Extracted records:
------------------------------------

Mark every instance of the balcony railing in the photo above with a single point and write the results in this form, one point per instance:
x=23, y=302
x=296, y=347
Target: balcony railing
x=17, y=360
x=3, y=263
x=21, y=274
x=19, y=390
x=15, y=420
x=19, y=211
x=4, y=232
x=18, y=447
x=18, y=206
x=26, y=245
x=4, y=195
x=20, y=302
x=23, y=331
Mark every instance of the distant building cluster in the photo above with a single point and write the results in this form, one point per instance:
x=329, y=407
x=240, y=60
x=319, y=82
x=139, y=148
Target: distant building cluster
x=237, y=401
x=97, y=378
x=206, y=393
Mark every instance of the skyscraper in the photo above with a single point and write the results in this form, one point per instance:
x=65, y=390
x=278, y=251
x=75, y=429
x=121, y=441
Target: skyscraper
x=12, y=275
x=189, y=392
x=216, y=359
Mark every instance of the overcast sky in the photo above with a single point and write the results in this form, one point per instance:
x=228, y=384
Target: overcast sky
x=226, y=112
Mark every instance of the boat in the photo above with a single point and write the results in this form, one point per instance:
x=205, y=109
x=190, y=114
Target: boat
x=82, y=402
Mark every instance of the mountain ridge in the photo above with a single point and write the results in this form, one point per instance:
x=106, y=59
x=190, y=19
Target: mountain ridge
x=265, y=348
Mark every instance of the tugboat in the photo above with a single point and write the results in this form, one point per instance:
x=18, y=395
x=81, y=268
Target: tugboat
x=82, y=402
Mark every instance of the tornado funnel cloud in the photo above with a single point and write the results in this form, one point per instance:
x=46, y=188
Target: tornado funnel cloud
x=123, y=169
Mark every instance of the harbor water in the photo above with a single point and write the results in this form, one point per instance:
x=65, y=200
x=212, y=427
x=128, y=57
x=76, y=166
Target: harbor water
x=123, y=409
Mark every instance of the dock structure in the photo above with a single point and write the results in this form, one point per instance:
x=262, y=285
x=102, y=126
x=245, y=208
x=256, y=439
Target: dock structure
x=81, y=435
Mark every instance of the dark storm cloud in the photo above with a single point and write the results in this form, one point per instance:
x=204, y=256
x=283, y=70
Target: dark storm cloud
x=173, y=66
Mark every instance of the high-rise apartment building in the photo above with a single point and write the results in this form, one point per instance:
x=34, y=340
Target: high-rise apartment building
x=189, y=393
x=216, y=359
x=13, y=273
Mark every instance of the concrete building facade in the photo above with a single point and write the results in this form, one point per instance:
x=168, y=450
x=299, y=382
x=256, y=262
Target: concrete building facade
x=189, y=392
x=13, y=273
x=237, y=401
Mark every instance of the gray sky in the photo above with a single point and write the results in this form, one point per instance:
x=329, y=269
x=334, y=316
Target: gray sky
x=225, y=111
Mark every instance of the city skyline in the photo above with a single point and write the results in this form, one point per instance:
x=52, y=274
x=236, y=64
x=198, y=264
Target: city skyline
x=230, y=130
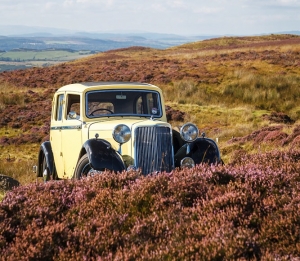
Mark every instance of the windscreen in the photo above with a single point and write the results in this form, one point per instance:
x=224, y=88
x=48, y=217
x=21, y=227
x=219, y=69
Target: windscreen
x=109, y=103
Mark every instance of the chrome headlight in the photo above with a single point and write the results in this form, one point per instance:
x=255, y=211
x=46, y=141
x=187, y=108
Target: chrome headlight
x=187, y=162
x=121, y=133
x=189, y=132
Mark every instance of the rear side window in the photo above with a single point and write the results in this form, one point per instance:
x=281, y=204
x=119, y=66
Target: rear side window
x=59, y=107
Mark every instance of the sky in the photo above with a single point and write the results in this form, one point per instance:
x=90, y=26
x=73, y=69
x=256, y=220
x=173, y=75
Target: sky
x=182, y=17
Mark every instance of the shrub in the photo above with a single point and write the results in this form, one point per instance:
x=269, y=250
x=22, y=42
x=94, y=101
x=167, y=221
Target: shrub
x=247, y=210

------------------------------------

Set all of the records down once more, letter for letter, with the images removed.

Mark every instance of the balcony railing in the photo above with a single point and write the results in this form, one point per instance:
x=23, y=302
x=296, y=347
Target: balcony railing
x=17, y=360
x=3, y=263
x=21, y=274
x=19, y=390
x=15, y=420
x=19, y=211
x=4, y=232
x=18, y=447
x=18, y=206
x=26, y=245
x=4, y=195
x=20, y=302
x=23, y=331
Mark every instance of the distant building cluster in the photo above with a single point and write the results in this form, one point per instance:
x=329, y=407
x=240, y=60
x=319, y=82
x=139, y=148
Target: distant building cluster
x=237, y=401
x=97, y=378
x=206, y=393
Mark every instance of the skyscraper in the photo above with a single point and write the results in this form, one point per instance:
x=65, y=390
x=278, y=251
x=75, y=429
x=121, y=441
Target: skyscraper
x=12, y=275
x=189, y=392
x=216, y=359
Mark every instance of the overcast sky in the photo above with a single point and write the results in this form, one point per instance:
x=228, y=384
Target: overcast sky
x=226, y=112
Mark every instance of the boat in the photo above with a single point and write the results in this form, one point per instance:
x=205, y=109
x=190, y=114
Target: boat
x=82, y=402
Mark every instance of the mountain ridge in the photo above with a single point and write the results in this form, one point per instance:
x=106, y=59
x=190, y=19
Target: mountain ridge
x=265, y=348
Mark every instance of the tugboat in the photo above with a single point and write the results in this form, one point per instance:
x=18, y=395
x=81, y=268
Target: tugboat
x=82, y=402
Mark every instance of the tornado funnel cloud in the photo above with a single point and write the results in this form, one point per instance:
x=46, y=188
Target: tornado funnel cloud
x=123, y=169
Mark every instance of the harbor water in the photo above with a single point and write the results in this form, one point per instance:
x=65, y=200
x=212, y=427
x=128, y=57
x=76, y=166
Target: harbor water
x=123, y=409
Mark every instance of the dock structure in the photo above with a single point and write the results in this form, one point per instance:
x=262, y=285
x=102, y=126
x=245, y=208
x=256, y=439
Target: dock structure
x=81, y=435
Mark every instance of the dark storm cloud in the photo above with a single point and write the results in this form, one point per instance:
x=204, y=256
x=283, y=70
Target: dark storm cloud
x=173, y=66
Mark every instance of the high-rise apartment building in the photo above with a single point and write the results in this form, one point per instance:
x=34, y=340
Target: high-rise apartment building
x=189, y=393
x=216, y=359
x=13, y=273
Mark every instance of the concrete building facade in the photo above with a single point and write the results in this form, one point per instance:
x=168, y=450
x=299, y=382
x=256, y=262
Target: concrete building facade
x=189, y=392
x=13, y=273
x=237, y=401
Mark every instance of the gray sky in the photo above with a single point and write the results in this form, one point per instance:
x=329, y=269
x=334, y=316
Target: gray sky
x=225, y=111
Mark every instance of the city skyline in the photo above with a single point and write the results in this form, one point per instance:
x=52, y=274
x=236, y=64
x=198, y=264
Target: city skyline
x=230, y=130
Mark every instance of the windscreen in the photo above with a single point and write the results in this form, one point per instance:
x=224, y=88
x=48, y=217
x=21, y=227
x=219, y=69
Target: windscreen
x=109, y=103
Mark every instance of the chrome headlight in the photo above with a single point and write the results in this form, one point per instance:
x=255, y=211
x=46, y=141
x=187, y=108
Target: chrome headlight
x=187, y=162
x=121, y=133
x=189, y=132
Mark every instance of the rear side window in the photo above with a single point and write the results in this form, one point per instance:
x=281, y=204
x=119, y=66
Target: rear side window
x=59, y=107
Mark every instance of the sky in the photo above with a single point and write the results in this form, one point per instance:
x=90, y=26
x=73, y=69
x=256, y=220
x=173, y=75
Target: sky
x=182, y=17
Mark every instance of the shrub in the photo above with a single point and write the results in this form, one point per instance:
x=269, y=250
x=22, y=42
x=94, y=101
x=167, y=221
Target: shrub
x=247, y=210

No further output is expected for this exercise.